PROVIDED DATA:
_____

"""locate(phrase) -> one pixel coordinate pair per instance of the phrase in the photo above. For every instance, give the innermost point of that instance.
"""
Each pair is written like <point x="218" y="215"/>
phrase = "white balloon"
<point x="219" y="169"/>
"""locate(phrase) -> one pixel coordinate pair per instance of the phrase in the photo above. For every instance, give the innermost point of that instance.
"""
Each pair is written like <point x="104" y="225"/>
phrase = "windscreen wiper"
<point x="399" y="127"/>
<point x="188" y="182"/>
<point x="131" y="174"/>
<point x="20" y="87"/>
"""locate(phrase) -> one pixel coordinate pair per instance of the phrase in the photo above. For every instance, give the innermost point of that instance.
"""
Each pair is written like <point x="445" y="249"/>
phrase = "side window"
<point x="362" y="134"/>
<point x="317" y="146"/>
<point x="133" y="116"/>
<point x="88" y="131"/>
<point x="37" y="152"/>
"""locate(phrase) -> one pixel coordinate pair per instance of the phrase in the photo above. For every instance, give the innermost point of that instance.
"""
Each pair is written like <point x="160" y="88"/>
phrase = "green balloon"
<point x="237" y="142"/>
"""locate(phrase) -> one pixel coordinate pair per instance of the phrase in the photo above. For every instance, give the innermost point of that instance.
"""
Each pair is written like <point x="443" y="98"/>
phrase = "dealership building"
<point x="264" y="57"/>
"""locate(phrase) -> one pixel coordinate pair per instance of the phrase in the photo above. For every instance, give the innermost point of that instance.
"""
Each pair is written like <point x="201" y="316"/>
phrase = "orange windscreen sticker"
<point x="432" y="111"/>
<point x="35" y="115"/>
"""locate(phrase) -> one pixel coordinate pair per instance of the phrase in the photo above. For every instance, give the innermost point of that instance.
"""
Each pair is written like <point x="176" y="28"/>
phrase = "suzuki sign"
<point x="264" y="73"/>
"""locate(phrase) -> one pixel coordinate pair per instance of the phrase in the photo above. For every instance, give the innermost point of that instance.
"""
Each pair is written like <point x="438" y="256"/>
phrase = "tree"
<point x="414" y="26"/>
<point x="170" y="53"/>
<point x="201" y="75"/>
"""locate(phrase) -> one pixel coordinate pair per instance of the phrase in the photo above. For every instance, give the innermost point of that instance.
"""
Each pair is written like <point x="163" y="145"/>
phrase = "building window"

_____

ASSIGNMENT: The reply should consist of the full listing, copied exactly.

SOLUTION FOR THIS TASK:
"""locate(phrase) -> one pixel coordinate pair per instance of the phrase in the photo above. For every instance, give the innermost point of that instance.
"""
Each pair is written like <point x="218" y="215"/>
phrase = "white balloon"
<point x="219" y="169"/>
"""locate(phrase) -> one pixel coordinate pair per instance of the phrase in the photo above. For every instance, give the innermost point of that instance.
"""
Each pair is written like <point x="104" y="225"/>
phrase = "windscreen wiper"
<point x="399" y="127"/>
<point x="188" y="182"/>
<point x="131" y="174"/>
<point x="20" y="87"/>
"""locate(phrase) -> one pixel coordinate pair per instance of the phrase in the photo above. For every instance, give the innermost point of that instance.
"""
Each pair is written like <point x="445" y="249"/>
phrase = "side window"
<point x="362" y="134"/>
<point x="317" y="146"/>
<point x="133" y="116"/>
<point x="88" y="131"/>
<point x="37" y="152"/>
"""locate(phrase) -> one pixel coordinate pair per instance of the phrase in the photo above. For every instance, give the innermost point of that instance.
"""
Each pair is written like <point x="160" y="88"/>
phrase = "green balloon"
<point x="237" y="142"/>
"""locate(phrase) -> one pixel coordinate pair per instance of the phrase in the photo above. For every instance, give the innermost point of that instance.
"""
Each pair is written like <point x="443" y="98"/>
phrase = "dealership building"
<point x="264" y="57"/>
"""locate(phrase) -> one pixel coordinate pair per instance of the phrase in the photo above. For every instance, give the innermost point of that instance.
"""
Each pair is written like <point x="201" y="316"/>
phrase = "orange windscreen sticker"
<point x="432" y="111"/>
<point x="35" y="115"/>
"""locate(phrase) -> one pixel coordinate pair per instance of the phrase in the photo above. For every instance, give the innermost point of that instance.
"""
Each pair is written like <point x="176" y="28"/>
phrase = "suzuki sign"
<point x="264" y="73"/>
"""locate(phrase) -> one pixel coordinate pair per instance of the phrase in the photo above. For every instance, give the innermost point of that instance.
"""
Each pair is written like <point x="438" y="256"/>
phrase = "tree"
<point x="414" y="26"/>
<point x="170" y="53"/>
<point x="201" y="75"/>
"""locate(phrase) -> one pixel coordinate pair per instance of the phrase in the photo above. For every instance, give the innermost point of that instance.
"""
Each pair is written like <point x="163" y="145"/>
phrase = "building window"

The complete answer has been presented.